What is asked: Collect every line below that contains the word "blue", and copy each one in full. Case counts.

start Material to process

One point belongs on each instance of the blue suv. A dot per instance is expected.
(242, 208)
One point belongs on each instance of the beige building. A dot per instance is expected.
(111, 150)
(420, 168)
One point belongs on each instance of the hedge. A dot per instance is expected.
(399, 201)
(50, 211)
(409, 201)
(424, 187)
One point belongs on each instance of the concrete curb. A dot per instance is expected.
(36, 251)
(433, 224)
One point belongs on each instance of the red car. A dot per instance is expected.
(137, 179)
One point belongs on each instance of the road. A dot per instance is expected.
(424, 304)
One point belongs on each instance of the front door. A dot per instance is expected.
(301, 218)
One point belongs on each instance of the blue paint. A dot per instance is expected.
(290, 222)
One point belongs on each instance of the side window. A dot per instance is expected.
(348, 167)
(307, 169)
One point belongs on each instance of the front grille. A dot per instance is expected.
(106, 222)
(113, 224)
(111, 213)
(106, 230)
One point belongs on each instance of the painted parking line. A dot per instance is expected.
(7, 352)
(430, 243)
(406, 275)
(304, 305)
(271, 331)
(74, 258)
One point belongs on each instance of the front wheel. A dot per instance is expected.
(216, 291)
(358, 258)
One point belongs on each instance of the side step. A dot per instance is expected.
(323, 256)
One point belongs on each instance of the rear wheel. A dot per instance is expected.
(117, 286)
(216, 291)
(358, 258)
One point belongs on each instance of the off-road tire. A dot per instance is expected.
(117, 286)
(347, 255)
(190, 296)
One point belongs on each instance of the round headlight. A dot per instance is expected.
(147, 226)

end Material to process
start Material to process

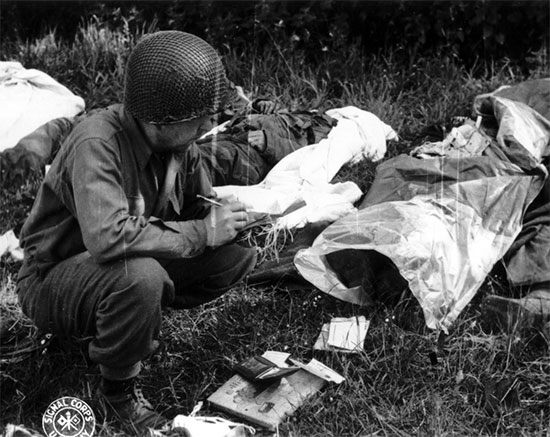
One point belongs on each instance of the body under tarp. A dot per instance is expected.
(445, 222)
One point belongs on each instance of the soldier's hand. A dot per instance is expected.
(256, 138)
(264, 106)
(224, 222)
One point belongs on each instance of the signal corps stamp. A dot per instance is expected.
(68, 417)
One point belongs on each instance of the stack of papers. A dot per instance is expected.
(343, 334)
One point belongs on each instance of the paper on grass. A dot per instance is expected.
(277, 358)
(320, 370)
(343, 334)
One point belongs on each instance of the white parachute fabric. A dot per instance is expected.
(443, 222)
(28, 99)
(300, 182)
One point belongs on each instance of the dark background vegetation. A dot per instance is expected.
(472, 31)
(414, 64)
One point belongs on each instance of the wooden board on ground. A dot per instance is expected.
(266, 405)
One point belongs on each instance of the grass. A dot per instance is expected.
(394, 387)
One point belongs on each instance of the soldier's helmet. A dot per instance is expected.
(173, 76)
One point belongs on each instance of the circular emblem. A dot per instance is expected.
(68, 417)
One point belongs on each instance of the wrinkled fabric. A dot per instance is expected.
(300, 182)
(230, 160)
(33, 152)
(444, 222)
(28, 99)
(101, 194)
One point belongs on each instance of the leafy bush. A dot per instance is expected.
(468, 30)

end Material to process

Problem solution:
One point belongs on each instance of the blue suv. A dot per instance is expected.
One point belongs on each instance of the blue paint. A dot per instance is expected.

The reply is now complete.